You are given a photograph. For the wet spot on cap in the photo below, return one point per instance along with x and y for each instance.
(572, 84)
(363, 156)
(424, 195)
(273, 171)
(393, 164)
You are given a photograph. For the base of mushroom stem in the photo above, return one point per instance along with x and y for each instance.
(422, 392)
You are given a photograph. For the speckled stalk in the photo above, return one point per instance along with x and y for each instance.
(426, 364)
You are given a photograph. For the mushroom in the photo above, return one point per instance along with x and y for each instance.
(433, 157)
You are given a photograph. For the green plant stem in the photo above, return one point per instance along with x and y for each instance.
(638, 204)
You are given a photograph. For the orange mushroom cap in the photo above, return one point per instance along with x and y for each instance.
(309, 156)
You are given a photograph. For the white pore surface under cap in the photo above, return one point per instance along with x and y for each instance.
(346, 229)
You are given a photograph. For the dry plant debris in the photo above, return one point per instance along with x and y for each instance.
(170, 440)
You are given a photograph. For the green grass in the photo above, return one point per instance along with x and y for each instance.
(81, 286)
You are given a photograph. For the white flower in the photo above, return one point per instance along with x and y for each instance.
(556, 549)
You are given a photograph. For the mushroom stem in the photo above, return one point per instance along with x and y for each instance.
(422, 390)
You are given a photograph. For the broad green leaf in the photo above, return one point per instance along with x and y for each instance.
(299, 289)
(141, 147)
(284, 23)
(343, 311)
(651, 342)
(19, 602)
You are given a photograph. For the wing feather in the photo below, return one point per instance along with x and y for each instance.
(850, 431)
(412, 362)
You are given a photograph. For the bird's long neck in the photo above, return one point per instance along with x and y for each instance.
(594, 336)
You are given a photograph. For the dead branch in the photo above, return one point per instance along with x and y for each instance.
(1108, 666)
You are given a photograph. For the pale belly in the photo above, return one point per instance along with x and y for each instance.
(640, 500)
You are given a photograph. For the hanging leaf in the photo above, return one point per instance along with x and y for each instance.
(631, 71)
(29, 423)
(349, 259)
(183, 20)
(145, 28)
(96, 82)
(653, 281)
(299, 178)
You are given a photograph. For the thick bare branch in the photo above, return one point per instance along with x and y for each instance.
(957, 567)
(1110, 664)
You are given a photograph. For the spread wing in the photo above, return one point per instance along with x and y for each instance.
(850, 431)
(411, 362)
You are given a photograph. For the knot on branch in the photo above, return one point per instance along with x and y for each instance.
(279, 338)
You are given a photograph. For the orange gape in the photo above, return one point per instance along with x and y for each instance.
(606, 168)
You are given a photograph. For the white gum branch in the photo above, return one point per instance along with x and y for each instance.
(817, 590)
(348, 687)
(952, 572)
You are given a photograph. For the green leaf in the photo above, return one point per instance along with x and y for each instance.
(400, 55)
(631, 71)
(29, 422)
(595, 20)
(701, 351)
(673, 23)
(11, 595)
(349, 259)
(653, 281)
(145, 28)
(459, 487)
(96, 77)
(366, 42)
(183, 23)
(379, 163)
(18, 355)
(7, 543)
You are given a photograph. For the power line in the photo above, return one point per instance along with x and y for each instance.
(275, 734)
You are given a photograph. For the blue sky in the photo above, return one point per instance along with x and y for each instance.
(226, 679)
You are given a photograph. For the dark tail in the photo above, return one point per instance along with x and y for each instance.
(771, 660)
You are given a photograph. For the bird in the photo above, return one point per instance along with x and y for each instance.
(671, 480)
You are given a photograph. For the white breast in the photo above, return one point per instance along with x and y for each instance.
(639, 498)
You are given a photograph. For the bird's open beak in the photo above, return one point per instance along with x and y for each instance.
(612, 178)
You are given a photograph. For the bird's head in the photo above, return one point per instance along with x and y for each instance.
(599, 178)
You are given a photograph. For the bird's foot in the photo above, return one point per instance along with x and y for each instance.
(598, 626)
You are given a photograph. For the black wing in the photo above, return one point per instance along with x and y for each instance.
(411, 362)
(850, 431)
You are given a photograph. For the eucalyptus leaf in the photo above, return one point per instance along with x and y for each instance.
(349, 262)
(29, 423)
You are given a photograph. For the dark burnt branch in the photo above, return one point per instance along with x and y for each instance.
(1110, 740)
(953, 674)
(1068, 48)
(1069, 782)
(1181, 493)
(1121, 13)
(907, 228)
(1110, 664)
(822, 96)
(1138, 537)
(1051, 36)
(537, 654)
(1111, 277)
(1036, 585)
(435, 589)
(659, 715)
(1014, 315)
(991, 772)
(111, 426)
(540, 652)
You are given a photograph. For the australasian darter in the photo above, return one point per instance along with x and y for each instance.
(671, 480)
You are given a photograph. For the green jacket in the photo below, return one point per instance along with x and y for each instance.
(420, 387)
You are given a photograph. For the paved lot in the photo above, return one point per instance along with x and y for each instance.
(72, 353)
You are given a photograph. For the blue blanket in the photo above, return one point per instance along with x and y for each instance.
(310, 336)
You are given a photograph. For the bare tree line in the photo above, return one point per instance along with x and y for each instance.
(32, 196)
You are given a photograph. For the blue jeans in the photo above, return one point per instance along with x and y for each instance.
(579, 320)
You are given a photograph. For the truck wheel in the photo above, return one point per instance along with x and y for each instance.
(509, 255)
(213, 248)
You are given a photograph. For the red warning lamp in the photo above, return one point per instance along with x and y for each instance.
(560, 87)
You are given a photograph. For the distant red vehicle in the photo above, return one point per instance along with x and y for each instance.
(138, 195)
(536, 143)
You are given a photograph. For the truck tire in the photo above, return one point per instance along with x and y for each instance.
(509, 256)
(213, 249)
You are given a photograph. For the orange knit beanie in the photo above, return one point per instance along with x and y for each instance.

· · · ·

» Description of the task
Reproduce the listing above verbatim.

» Exercise response
You are given a photograph. For the wet spot on cap in the photo below, return one point per instance along with x and y for each instance.
(572, 84)
(363, 156)
(424, 195)
(273, 171)
(393, 164)
You are given a photograph. For the base of mushroom stem in the photo above, return one point per instance along with x and y for each instance.
(422, 392)
You are given a photograph. For the speckled stalk in the photo above, return one point per instance along with x and y for each instance.
(426, 364)
You are given a photograph. For the mushroom in the photo above, return one point per instance along with x and y for each instance.
(433, 157)
You are given a photograph. For the green plant stem in the photo above, return one point per instance along with x and y for each instance.
(638, 204)
You are given a photograph. For the orange mushroom cap in the photo above, return one point per instance along with x and y for each instance.
(309, 156)
You are given a photograph. For the white pore surface under cap in the photo above, return one point per instance along with x and y for each instance.
(346, 229)
You are given a photograph. For the dry plant debris in the photo above, return one point per instance along with x and y for each instance.
(170, 440)
You are given a photograph. For the green grass in the photo above, return one point per instance along with x and y for each instance.
(81, 286)
You are given a photograph. For the white flower in the photo above, return one point per instance along with x and y for each instance.
(556, 549)
You are given a photograph. For the mushroom stem in the photo above, return one point per instance along with x and y for each instance.
(422, 390)
You are given a photograph. For the broad green leaf in the photo above, return one point per instance along with x and y for each instance.
(299, 289)
(141, 147)
(284, 23)
(343, 311)
(651, 342)
(19, 602)
You are given a photograph. For the wing feather in the photo below, return one point per instance along with x and y for each instance.
(850, 431)
(412, 362)
You are given a photograph. For the bird's long neck in the photo above, return one point per instance along with x and y for each instance.
(594, 336)
You are given a photograph. For the dead branch in the photo above, return one point per instance along with x and y for each instance.
(1108, 666)
You are given a photograph. For the pale belly in the photo above, return one point per instance along with x and y for each instance.
(640, 500)
You are given a photograph. For the hanging leaf in the photo above, return one point per instance along with x and y for each instance.
(631, 71)
(29, 423)
(349, 259)
(183, 20)
(145, 28)
(96, 82)
(653, 281)
(299, 178)
You are given a photograph. For the thick bare branch in the photo above, return one point per instance along with x and y for each instance.
(957, 567)
(1110, 664)
You are given a photograph. For the spread wing in the photo above, return one point per instance along with x and y for each instance.
(850, 431)
(411, 362)
You are given a photograph. For the knot on branch in the photo above, return one point per instance along with x and y for each instance.
(279, 338)
You are given a photograph. For the orange gape in the photo above, return one point per instance along with x and y for each instance.
(606, 168)
You are given a photograph. For the white gum branch in the photo above, return one point per instance along with x and y for each instance.
(817, 590)
(348, 687)
(952, 572)
You are given a photograph. For the green leaf in the photo above, return one point per instance along with x and y for each instance.
(400, 55)
(631, 71)
(29, 422)
(595, 20)
(701, 351)
(673, 23)
(11, 595)
(349, 259)
(653, 281)
(145, 28)
(459, 487)
(96, 77)
(366, 42)
(183, 23)
(379, 163)
(18, 355)
(7, 543)
You are given a photograph. For the power line in the photo above, return one point per instance along with x and y for each instance.
(275, 734)
You are given a photograph. For the blue sky in the photo above, return one point per instance along with x and y for each instance.
(226, 679)
You are given a photograph. For the dark tail in the photo above, return one point per instance along with x and y for each instance.
(771, 660)
You are given a photograph. For the bird in the photo above, return one point per instance along with x and y for each instance.
(671, 480)
You are given a photograph. For the white breast in the photo above, return one point per instance along with x and y for each instance.
(639, 498)
You are given a photograph. For the bird's open beak in the photo above, return one point per instance along with x and y for each instance.
(612, 178)
You are given a photograph. For the bird's head in the photo above, return one point per instance along with x and y for each instance.
(599, 178)
You are given a photograph. For the bird's foot in the photo above, return one point per instance along with x and y for each instance.
(598, 626)
You are given a photograph. For the black wing in the photo above, return one point per instance along with x and y for each instance.
(411, 362)
(850, 431)
You are given a photograph. For the eucalyptus leaf in the photo above, return one point per instance along with x and y for each instance.
(349, 262)
(29, 423)
You are given a photograph. For the dark burnt branch in the photo above, return one point per instance along with x and y for each instance.
(1110, 740)
(953, 674)
(1068, 48)
(1069, 782)
(1181, 493)
(1121, 13)
(907, 228)
(1110, 664)
(822, 96)
(1138, 537)
(1051, 36)
(537, 654)
(1111, 277)
(1036, 585)
(435, 589)
(659, 715)
(1014, 315)
(991, 772)
(111, 426)
(540, 652)
You are given a photograph. For the australasian darter in the photo above, return one point per instance along with x and y for each instance.
(671, 480)
You are given a photograph. For the green jacket in the photo below, return one point per instance along with x and y for each instance.
(420, 387)
You are given a photograph. For the paved lot in the photo above, return one point per instance along with x and y for each instance.
(72, 353)
You are given a photograph. For the blue blanket in the photo above, return one point per instance along with x and y for each instance.
(310, 336)
You are given a photograph. For the bare tree line in the photo above, return one point per instance along with x and y for each instance.
(32, 196)
You are given a photograph. For the blue jeans in the photo above, return one point per instance along with x and y for each instance.
(579, 320)
You are given a photograph. For the truck wheel in the photo above, return one point per instance along with x and y for each instance.
(509, 255)
(213, 248)
You are given a photograph. For the red warning lamp in the photo above, return one point per instance along with x and y for each instance.
(560, 87)
You are given a photograph. For the distant red vehicle in the photo above, return one point per instance along with x and y for each instance.
(138, 195)
(536, 143)
You are given a photograph. For the truck tire in the photo above, return one point per instance along with x and y for each instance.
(509, 256)
(213, 249)
You are given a photograph. For the orange knit beanie in the photo above, return one point per instance along with x and y for each instance.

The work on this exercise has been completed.